# Good fx makeup books?



## mgrmax (Nov 22, 2006)

Alright,

I got the bug now. I put together a pretty cool zombie costume this year and won a couple of contests (kids school and Elks Club party). Not that there was much competition LOL but it was a blast! So now I am looking for more info that you folks could suggest. I am looking for how to books, sites, dvds that you have seen or read.

Looking forward to the suggestions


----------



## Frighteners Entertainment (Jan 24, 2006)

Let me look into what I first used at the college.
It was a way cool book and has been referenced many times.

I used it when doing my 1st class.


----------



## Sickie Ickie (Jun 20, 2006)

Tom Savini's Grande Illusion books I and II

Richard Corson's Stage Make-up book


----------



## playfx (Mar 10, 2007)

The Complete Makeup Artist by Penny Delamar is good, it cost me around 70 bucks but I think it come way down in price now.
Corson's is a real good one also.


----------



## Sickie Ickie (Jun 20, 2006)

Play, I'm keeping my eye out in the next few months for that Delamar book. No moola right now, but soon...


----------



## playfx (Mar 10, 2007)

Its a good book SI but if you have Corson's book already I think you should save your money for some good makeup instead, I think Corson's book is much better.


----------



## Sickie Ickie (Jun 20, 2006)

Thanks for the tip, play. I use Corson's often as my "Bible".


----------



## mgrmax (Nov 22, 2006)

Thanks for the replies! I ordered Corsons book.


----------



## Sickie Ickie (Jun 20, 2006)

I don't think you'll regret it.


----------



## BooGirl666 (Jul 29, 2006)

Haunting Makeup Volume 1 DVD has great information and demostrates alot of techniques... It's like 3 hours long too. I thought it was a very useful DVD and I also thought it was great going hey I know that person lol o and that person too.


----------

WRITTEN TASK 1: In the records, substitute "yacht" for "sailboat" in the lines from the one with "query | sailboat hull" to the one with "<point>471,353</point>", and write out only those lines with nothing else changed.
The makeup books thread and the records come from separate, unrelated sources.

EXERCISE MATERIAL:
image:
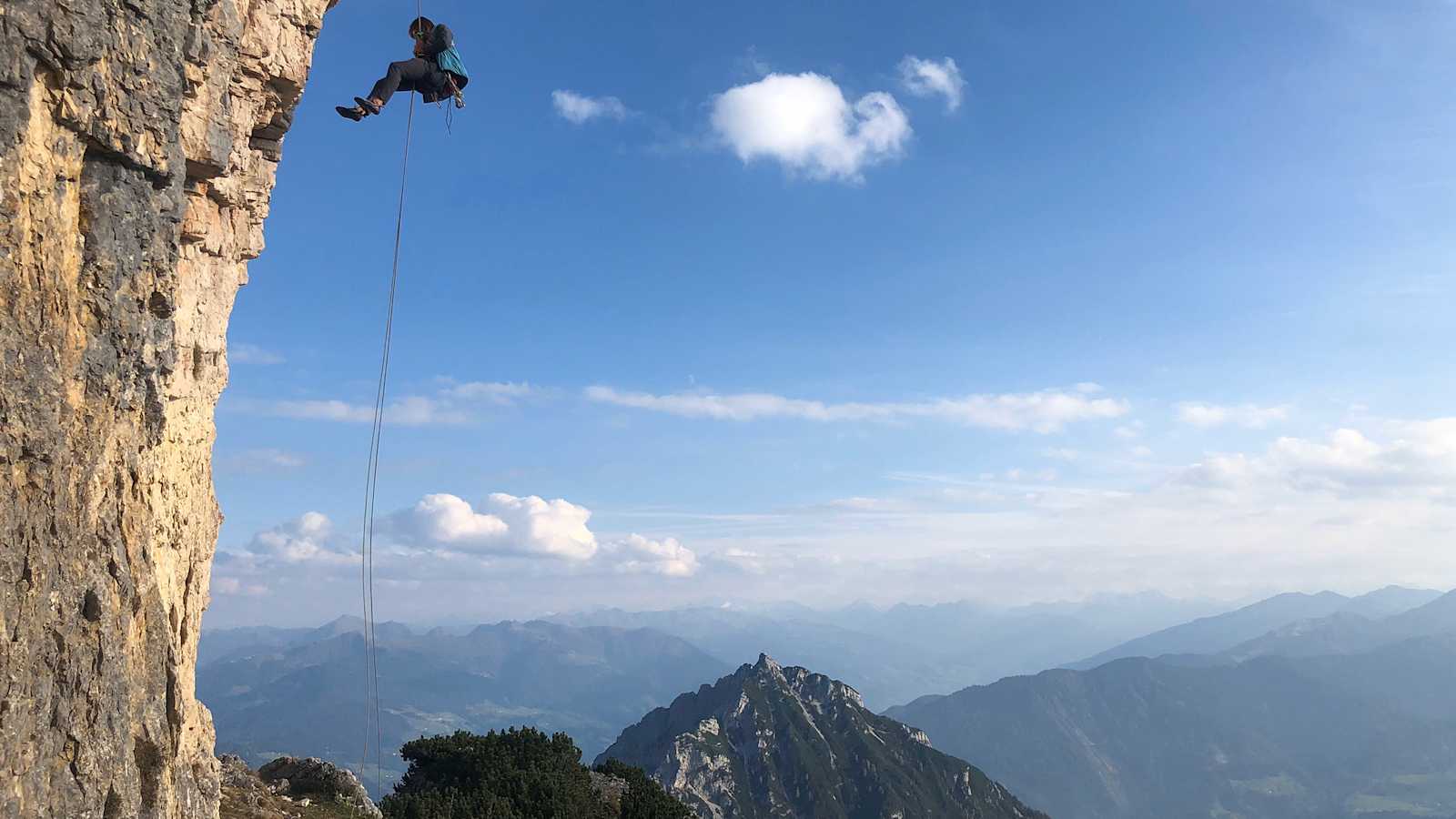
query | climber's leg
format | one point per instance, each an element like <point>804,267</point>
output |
<point>405,75</point>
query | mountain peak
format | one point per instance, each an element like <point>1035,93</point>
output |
<point>783,741</point>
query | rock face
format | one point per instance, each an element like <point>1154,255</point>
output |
<point>138,143</point>
<point>783,742</point>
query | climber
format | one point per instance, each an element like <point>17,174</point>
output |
<point>436,72</point>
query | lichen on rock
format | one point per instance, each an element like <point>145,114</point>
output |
<point>138,146</point>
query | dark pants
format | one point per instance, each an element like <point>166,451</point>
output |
<point>411,75</point>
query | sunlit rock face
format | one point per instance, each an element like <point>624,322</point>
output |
<point>138,146</point>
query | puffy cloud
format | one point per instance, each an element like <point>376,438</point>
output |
<point>444,537</point>
<point>504,525</point>
<point>804,123</point>
<point>252,354</point>
<point>305,540</point>
<point>1046,411</point>
<point>641,555</point>
<point>579,108</point>
<point>929,77</point>
<point>1249,416</point>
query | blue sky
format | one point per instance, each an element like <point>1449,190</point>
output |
<point>1099,299</point>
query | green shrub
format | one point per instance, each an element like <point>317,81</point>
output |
<point>516,774</point>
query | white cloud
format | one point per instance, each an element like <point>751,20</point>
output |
<point>1416,458</point>
<point>1062,453</point>
<point>262,460</point>
<point>491,392</point>
<point>449,405</point>
<point>579,108</point>
<point>1249,416</point>
<point>929,77</point>
<point>1046,411</point>
<point>237,588</point>
<point>502,525</point>
<point>252,354</point>
<point>641,555</point>
<point>804,123</point>
<point>411,411</point>
<point>308,538</point>
<point>444,537</point>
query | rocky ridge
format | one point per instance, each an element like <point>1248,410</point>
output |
<point>138,146</point>
<point>291,789</point>
<point>779,742</point>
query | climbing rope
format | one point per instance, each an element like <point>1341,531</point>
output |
<point>371,705</point>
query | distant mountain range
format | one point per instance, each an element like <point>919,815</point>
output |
<point>1292,724</point>
<point>1300,705</point>
<point>783,742</point>
<point>1225,632</point>
<point>903,652</point>
<point>302,691</point>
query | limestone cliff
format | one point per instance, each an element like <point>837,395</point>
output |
<point>138,142</point>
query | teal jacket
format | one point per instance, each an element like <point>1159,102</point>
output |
<point>443,51</point>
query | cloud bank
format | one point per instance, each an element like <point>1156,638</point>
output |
<point>579,108</point>
<point>1046,411</point>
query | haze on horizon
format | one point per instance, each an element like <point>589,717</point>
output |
<point>826,305</point>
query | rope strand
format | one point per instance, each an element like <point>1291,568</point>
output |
<point>371,695</point>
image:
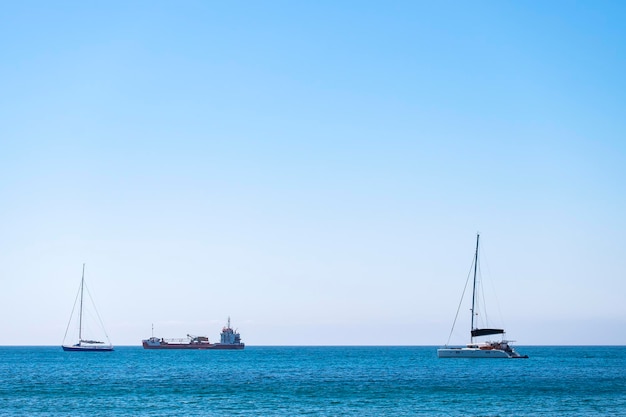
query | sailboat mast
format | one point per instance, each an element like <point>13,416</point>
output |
<point>80,314</point>
<point>474,288</point>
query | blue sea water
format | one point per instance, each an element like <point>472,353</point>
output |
<point>320,381</point>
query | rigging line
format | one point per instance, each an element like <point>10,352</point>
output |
<point>71,315</point>
<point>483,302</point>
<point>494,293</point>
<point>98,314</point>
<point>469,273</point>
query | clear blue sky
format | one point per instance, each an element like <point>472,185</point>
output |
<point>315,170</point>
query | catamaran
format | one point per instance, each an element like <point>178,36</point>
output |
<point>488,349</point>
<point>85,344</point>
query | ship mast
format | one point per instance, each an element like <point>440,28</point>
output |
<point>80,314</point>
<point>474,288</point>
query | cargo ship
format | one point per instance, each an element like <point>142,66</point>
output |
<point>229,339</point>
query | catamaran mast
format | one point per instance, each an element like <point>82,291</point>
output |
<point>80,316</point>
<point>474,288</point>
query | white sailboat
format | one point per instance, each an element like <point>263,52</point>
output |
<point>487,349</point>
<point>85,344</point>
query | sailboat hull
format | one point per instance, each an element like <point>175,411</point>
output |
<point>468,352</point>
<point>87,348</point>
<point>471,353</point>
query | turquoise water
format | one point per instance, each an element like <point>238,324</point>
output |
<point>321,381</point>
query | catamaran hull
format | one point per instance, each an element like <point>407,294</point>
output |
<point>87,348</point>
<point>477,353</point>
<point>194,346</point>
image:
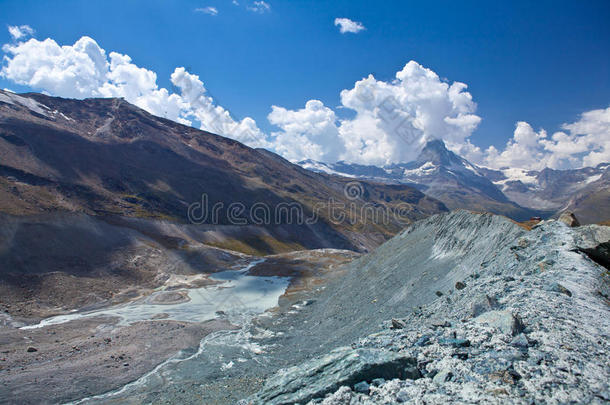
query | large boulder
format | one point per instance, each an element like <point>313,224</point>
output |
<point>502,320</point>
<point>569,219</point>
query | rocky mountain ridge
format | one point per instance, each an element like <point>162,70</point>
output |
<point>106,157</point>
<point>513,192</point>
<point>523,320</point>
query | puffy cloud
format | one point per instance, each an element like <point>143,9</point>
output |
<point>390,120</point>
<point>346,25</point>
<point>84,70</point>
<point>207,10</point>
<point>20,31</point>
<point>585,142</point>
<point>214,118</point>
<point>310,132</point>
<point>393,120</point>
<point>260,7</point>
<point>70,71</point>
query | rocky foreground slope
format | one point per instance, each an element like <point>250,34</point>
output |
<point>484,312</point>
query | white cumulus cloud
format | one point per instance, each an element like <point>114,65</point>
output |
<point>260,7</point>
<point>388,121</point>
<point>346,25</point>
<point>309,132</point>
<point>392,121</point>
<point>20,31</point>
<point>585,142</point>
<point>207,10</point>
<point>84,69</point>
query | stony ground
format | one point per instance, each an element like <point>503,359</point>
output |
<point>530,324</point>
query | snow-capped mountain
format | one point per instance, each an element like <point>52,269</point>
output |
<point>455,181</point>
<point>548,188</point>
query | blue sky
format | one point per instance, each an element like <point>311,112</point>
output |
<point>543,62</point>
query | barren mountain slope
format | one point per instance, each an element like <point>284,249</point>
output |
<point>108,157</point>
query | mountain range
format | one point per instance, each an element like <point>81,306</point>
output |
<point>516,193</point>
<point>108,158</point>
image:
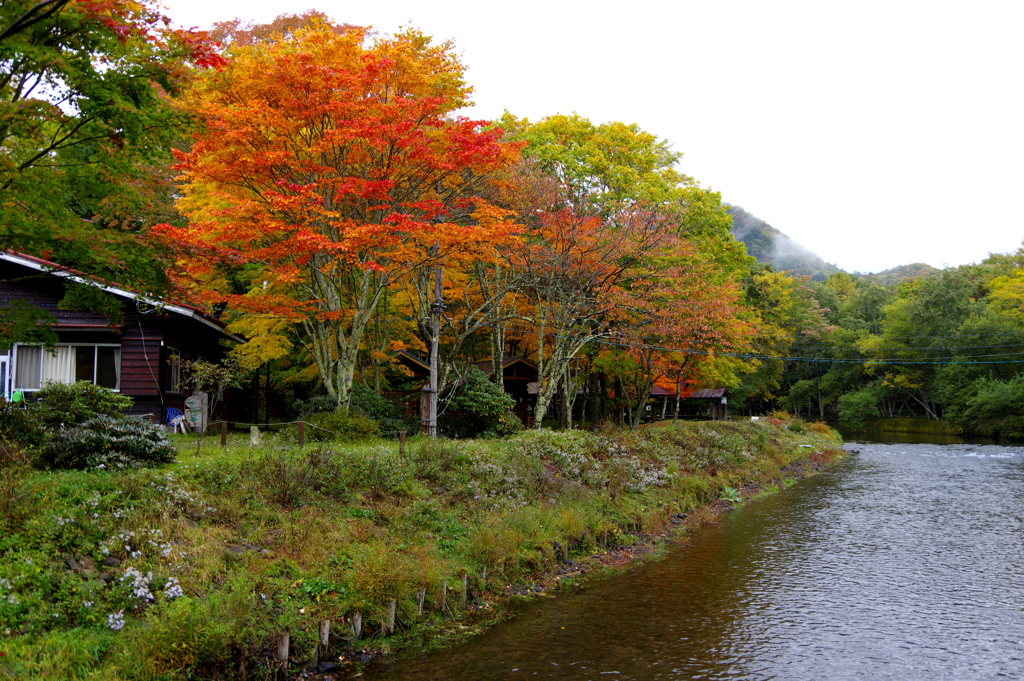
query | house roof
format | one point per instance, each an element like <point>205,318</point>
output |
<point>401,354</point>
<point>48,267</point>
<point>708,393</point>
<point>487,366</point>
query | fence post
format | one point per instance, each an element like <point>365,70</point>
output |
<point>325,636</point>
<point>282,651</point>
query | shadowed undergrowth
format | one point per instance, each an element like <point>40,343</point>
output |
<point>188,570</point>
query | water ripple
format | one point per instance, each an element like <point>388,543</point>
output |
<point>902,563</point>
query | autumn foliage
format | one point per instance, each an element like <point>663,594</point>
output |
<point>331,167</point>
<point>333,174</point>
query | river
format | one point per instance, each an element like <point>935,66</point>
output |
<point>906,561</point>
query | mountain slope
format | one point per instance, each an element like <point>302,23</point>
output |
<point>770,246</point>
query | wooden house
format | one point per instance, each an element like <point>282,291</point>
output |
<point>519,376</point>
<point>140,356</point>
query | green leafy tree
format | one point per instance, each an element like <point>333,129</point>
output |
<point>85,120</point>
<point>476,406</point>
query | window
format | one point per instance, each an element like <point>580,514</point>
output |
<point>173,370</point>
<point>35,367</point>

WRITTEN TASK 2: List every username that posts in the makeup books thread, giving each name once.

EXPECTED OUTPUT 1:
query | yacht hull
format | one point per instance, each an element like <point>175,411</point>
output |
<point>468,352</point>
<point>87,348</point>
<point>471,353</point>

EXPECTED OUTPUT 2:
mgrmax
Frighteners Entertainment
Sickie Ickie
playfx
BooGirl666